▶ SET EXERCISE: Print exactly, and only, the lines running from the line containing "Can you find the halter noseband" through the end of the records below.

▶ RECORDS PROVIDED:
******
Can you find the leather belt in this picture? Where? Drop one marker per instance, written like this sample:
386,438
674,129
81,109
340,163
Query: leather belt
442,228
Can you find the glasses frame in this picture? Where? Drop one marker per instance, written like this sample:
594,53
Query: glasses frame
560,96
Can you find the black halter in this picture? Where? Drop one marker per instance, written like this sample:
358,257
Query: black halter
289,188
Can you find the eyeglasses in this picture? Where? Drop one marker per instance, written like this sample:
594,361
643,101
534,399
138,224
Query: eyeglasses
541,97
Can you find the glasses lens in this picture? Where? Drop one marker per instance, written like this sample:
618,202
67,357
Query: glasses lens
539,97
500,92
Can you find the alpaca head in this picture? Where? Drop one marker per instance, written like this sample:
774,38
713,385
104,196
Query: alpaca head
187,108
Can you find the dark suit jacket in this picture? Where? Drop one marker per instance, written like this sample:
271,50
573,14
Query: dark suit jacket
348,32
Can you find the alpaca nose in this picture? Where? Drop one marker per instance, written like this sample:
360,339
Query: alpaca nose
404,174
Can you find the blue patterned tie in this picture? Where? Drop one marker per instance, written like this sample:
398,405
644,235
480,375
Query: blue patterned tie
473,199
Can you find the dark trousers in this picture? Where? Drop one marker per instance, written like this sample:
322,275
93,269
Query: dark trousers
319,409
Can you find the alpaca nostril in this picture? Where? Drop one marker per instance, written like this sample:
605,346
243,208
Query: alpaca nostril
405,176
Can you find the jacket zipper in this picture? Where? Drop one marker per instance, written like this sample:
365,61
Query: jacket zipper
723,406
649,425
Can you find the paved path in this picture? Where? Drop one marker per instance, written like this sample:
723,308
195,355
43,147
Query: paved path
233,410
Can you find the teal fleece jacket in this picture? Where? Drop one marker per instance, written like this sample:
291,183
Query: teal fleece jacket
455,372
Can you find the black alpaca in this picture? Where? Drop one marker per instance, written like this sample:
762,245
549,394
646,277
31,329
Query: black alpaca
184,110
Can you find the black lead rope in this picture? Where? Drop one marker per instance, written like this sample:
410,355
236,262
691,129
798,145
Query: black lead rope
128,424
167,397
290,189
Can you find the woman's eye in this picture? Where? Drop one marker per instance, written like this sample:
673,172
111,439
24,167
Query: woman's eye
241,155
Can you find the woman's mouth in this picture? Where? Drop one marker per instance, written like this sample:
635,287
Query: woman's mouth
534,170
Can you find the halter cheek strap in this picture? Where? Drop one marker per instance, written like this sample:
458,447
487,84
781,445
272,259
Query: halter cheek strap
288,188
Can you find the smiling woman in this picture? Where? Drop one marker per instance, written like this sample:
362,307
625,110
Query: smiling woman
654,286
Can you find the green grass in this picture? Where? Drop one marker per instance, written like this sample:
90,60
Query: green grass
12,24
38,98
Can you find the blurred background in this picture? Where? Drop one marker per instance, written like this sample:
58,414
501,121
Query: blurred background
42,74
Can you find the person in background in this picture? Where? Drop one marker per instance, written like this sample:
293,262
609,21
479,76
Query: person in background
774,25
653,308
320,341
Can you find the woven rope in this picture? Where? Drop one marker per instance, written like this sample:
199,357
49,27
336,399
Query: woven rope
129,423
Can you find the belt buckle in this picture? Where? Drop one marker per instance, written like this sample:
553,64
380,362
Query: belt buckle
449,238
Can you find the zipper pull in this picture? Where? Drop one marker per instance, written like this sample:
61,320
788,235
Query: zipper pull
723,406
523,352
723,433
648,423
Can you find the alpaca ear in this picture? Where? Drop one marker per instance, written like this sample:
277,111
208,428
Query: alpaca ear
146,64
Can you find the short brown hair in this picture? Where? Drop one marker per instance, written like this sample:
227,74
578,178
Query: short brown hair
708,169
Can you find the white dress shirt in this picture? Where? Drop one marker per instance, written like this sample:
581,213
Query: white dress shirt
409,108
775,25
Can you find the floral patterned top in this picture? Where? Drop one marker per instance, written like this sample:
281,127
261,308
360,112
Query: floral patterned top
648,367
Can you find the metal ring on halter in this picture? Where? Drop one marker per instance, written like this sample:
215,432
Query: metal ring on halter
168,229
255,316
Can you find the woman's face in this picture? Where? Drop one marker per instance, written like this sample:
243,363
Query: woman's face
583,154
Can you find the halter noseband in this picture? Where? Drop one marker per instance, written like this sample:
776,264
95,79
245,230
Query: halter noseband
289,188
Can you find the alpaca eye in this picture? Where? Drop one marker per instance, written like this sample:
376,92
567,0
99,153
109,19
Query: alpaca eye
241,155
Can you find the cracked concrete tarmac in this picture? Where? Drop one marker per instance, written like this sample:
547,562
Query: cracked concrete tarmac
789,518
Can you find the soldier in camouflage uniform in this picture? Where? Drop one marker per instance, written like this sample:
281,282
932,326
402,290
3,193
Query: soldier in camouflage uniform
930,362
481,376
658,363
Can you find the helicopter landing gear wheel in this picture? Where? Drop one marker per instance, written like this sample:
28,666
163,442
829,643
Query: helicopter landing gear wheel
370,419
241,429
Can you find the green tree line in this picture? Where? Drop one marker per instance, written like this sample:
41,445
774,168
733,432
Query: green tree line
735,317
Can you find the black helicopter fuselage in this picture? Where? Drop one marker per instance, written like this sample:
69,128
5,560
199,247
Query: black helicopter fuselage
******
▶ FINISHED TASK:
Can you find the halter noseband in this picture? Where? Drop one marker per instance, written like this sample:
776,264
95,79
245,230
Query: halter noseband
289,188
Can you find the alpaca eye in this picture? Where? Drop one marker per instance, written like this sample:
376,92
567,0
99,153
109,19
Query: alpaca eye
241,155
Can you find the cracked concrete tarmac in this picture? Where? Drop one marker per instance, written like this sample:
547,562
Query: cracked concrete tarmac
789,518
Can you find the soldier in camouflage uniform in this picture? Where? Drop one marker per instance, written like this sample:
281,282
932,326
402,290
3,193
Query: soldier in camouflage uniform
930,362
481,376
658,363
Can you find the helicopter landing gear wheel in this picture? Where? Drop one marker per instance, written like this sample:
28,666
163,442
829,643
Query: helicopter landing gear wheel
370,419
241,429
Can you find the green tree line in this picture? Where? Drop one marker per instance, written like this sample:
41,445
774,168
733,432
Query: green tree line
735,317
Can you find the black helicopter fuselage in this picture? Where? Drop one marker per instance, written like this sample:
69,128
5,560
199,247
Query: black helicopter fuselage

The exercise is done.